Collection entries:
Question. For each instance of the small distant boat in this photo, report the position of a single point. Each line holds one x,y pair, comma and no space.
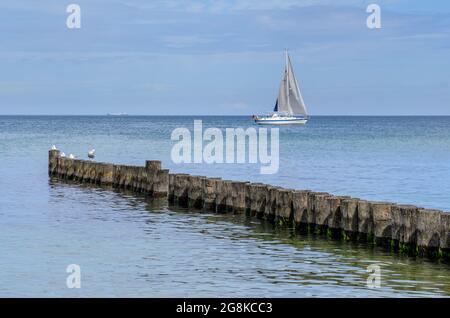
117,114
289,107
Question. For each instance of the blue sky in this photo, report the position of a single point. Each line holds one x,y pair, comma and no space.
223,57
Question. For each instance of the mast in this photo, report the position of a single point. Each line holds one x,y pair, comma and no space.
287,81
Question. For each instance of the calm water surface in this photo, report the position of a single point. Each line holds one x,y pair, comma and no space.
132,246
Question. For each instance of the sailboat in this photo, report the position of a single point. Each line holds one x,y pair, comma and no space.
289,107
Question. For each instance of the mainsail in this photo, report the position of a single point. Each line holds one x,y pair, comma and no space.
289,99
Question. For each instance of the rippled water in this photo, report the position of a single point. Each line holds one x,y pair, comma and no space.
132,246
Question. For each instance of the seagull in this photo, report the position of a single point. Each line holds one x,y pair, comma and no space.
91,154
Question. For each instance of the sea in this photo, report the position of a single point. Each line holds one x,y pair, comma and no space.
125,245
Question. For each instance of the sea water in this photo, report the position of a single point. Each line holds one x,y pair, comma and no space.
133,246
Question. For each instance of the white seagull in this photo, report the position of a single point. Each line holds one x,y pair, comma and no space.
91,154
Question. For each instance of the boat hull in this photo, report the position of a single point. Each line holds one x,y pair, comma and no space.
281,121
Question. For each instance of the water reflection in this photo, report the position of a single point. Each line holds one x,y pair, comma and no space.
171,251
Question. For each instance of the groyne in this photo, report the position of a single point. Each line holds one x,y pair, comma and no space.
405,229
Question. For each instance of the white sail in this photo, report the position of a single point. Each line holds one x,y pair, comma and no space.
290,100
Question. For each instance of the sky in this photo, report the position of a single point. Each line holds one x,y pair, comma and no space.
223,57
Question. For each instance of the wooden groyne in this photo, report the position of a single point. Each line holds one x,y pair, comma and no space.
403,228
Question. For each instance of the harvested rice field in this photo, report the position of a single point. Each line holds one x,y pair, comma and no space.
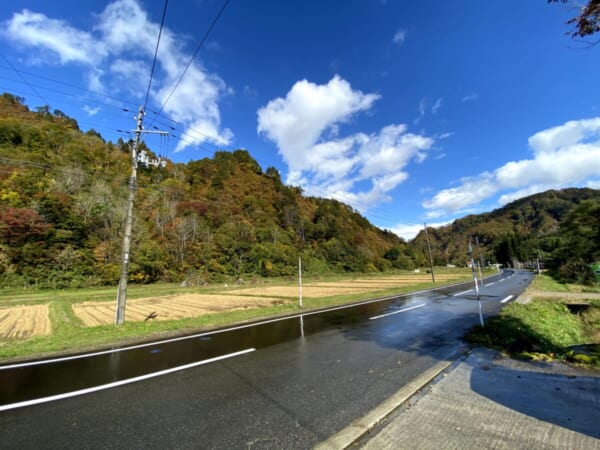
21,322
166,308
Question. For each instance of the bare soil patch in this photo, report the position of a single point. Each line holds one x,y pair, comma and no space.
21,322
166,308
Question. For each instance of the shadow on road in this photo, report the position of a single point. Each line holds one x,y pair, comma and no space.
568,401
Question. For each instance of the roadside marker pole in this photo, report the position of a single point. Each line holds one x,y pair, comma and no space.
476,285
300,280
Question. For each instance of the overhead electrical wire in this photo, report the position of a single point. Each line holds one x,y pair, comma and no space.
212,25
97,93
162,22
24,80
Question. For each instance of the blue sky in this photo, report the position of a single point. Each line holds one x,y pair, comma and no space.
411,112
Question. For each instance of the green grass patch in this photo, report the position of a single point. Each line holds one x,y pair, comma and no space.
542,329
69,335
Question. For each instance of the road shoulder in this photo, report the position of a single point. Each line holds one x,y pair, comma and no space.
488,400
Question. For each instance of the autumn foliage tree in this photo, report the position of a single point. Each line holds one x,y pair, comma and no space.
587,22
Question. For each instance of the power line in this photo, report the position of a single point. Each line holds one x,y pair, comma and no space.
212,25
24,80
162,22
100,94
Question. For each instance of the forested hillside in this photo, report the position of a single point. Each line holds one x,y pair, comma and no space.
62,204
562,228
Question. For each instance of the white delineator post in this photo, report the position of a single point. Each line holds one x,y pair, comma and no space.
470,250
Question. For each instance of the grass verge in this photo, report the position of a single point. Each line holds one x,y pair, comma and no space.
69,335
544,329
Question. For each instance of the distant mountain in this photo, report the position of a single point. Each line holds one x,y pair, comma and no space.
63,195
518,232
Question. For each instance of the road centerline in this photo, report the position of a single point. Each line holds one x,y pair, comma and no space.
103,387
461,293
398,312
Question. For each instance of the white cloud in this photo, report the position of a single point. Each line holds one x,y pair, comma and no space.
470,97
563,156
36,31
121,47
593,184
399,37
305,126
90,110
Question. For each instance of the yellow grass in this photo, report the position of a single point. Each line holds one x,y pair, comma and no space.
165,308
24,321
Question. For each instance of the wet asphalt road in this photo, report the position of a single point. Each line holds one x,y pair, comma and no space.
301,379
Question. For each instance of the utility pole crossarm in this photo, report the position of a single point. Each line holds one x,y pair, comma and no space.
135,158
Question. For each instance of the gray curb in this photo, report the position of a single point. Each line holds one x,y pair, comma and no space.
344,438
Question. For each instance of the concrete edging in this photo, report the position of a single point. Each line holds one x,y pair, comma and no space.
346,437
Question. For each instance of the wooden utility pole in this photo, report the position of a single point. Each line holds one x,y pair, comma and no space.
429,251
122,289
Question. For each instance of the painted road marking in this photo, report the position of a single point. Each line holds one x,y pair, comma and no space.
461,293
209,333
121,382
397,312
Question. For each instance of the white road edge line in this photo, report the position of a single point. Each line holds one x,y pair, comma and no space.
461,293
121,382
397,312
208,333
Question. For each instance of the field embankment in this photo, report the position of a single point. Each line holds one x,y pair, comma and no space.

**Task to carry out**:
Leaving out the pictures, repeat the data above exactly.

**Solution below**:
Question. For each instance of the small distant boat in this photo, report the position of a single point. Each line holds one x,y pair, comma and no space.
117,114
289,107
Question. For each instance of the blue sky in this photo, report the position of a single point. Each line holds one x,y pair, comma and no space.
223,57
Question. For each instance of the mast in this photo, report the position of a single point. Each line holds one x,y pair, comma and no space.
287,81
Question. For each instance of the calm water surface in this photo, report the position of a single point. Each line holds one x,y pair, comma and no space.
132,246
Question. For each instance of the sailboat in this photo, report the position of a single point. Each line holds one x,y pair, comma and no space.
289,107
Question. For each instance of the mainsail in this photo, report the position of a single point. Each line holds one x,y pair, comma and no space.
289,99
Question. For each instance of the rippled water in this photo, report the position of a single point. Each line holds one x,y pair, comma and no space.
132,246
Question. For each instance of the seagull in this photo, report the position of a single point. Each line holds one x,y pair, comma and no space.
91,154
Question. For each instance of the sea in this photo, report the position of a single point. Each line holds one x,y pair, comma and no space.
125,245
Question. For each instance of the sea water in this photo, report the position of a single point. Each line holds one x,y pair, comma and no space.
133,246
Question. For each instance of the white seagull in this photo, report the position of a single point. Each line holds one x,y pair, comma and no space.
91,154
Question. For each instance of the boat hull in this photo, report the position of a single point. Each line holds one x,y pair, comma and no space.
281,121
Question. For each instance of the water reflection in this photo, report the position of a single point. Each line holds one x,y pair, comma and no space.
171,251
Question. For each instance of the groyne in this photo, report the position of a single point. Each line holds one x,y pair, comma and no space.
405,229
Question. For each instance of the white sail in this photo, report the position of a single point. Each line holds one x,y pair, comma and no space.
290,100
Question. For each instance of the sky in this photo, report the position of a single point. Each line holds one x,y pair, comma and no space.
223,57
Question. For each instance of the wooden groyne in this photo, report the position of a single point. Each line holds one x,y pair, comma and no space.
403,228
Question. For each instance of the harvested rice field in this photo, report the position of a single point. Each line holds one x,y pair, comma and no space.
21,322
166,308
Question. For each instance of the bare soil patch in this photo, report the position of a single point. Each line holds one x,y pair, comma and no space.
21,322
166,308
Question. For each instance of the shadow on road in this photo, report the position of a single point. Each line holds one x,y pair, comma and no space.
568,401
Question. For each instance of the roadside marker pole in this photo, report the position of a single point. Each line holds one x,y pair, comma and no space.
476,285
300,280
Question. For each instance of the overhead electrical wire in this photo, report the position of a single point. Each line holds one x,y pair, comma and no space.
212,25
97,93
162,22
24,80
Question. For each instance of the blue sky in this photo, report the position of a single point. Each line holds one x,y pair, comma and no space.
411,112
Question. For each instance of the green grass patch in this photo, report the position of a single point. Each line holds one x,y pair, comma and no space.
542,329
69,335
Question. For each instance of the road shoulder in this photo, report the position of a single point. Each line holds one x,y pair, comma and no space.
488,400
Question. For each instance of the autumn foliage tree in this photo, report the position of a single point. Each line holds one x,y pair, comma and no space.
587,22
Question. For each instance of the power line in this photo, report the position of a single point. Each line holds one x,y pair, comma and no space.
212,25
24,80
162,22
100,94
Question. For each instance of the forested hillside in this photo, report the position of a single point. Each line holds one x,y pair, comma and no space.
62,204
562,228
Question. For each instance of the white delineator post in this photo, report the position of a single point. Each line holds one x,y pair, comma and no space.
470,250
Question. For each instance of the grass verge in this photo, report the position of a single point. Each line holds one x,y pair, comma and no space.
69,335
544,329
Question. For each instance of the distant mountain in this photo, report the position of a single point. Each line holds one x,y pair, comma and no space.
63,195
518,232
Question. For each instance of the road centerline in this photo, report the position of a single point. Each line holds one x,y pair, comma and no space.
103,387
461,293
398,312
Question. For each instance of the white cloud in this photo, report the position of a single point. Each line holds one x,y pair, comma and no space.
470,97
563,156
36,31
121,47
593,184
399,37
305,126
90,110
Question. For each instance of the yellow grass in this photo, report the position of a single point. Each line holds one x,y pair, comma and no space.
165,308
24,321
Question. For each instance of the wet asphalt road in this photo, report the position of a single point. Each line holds one x,y pair, comma and no space.
301,379
Question. For each instance of the utility pole crossarm in this photo, report the position of a single point. Each line holds one x,y pair, comma and no space.
135,158
Question. For each instance of the gray curb in this photo, report the position of a single point. Each line holds one x,y pair, comma and no space.
344,438
Question. For each instance of the concrete edging in this photo, report the position of a single point. Each line holds one x,y pair, comma and no space.
346,437
Question. For each instance of the wooden utility pole in this photo, report the position of a single point. Each line holds one x,y pair, comma and no space.
429,251
122,289
Question. For each instance of the painted road marking in this photo, report the position of a single point. Each line holds one x,y pair, comma and no space.
461,293
209,333
121,382
397,312
Question. For each instance of the white road edge line in this photo, report the position of a single point. Each line holds one x,y pair, comma and no space.
461,293
121,382
397,312
208,333
Question. For each instance of the field embankment in this photo, report the position of a single point. Each line holds one x,y pair, comma and no space.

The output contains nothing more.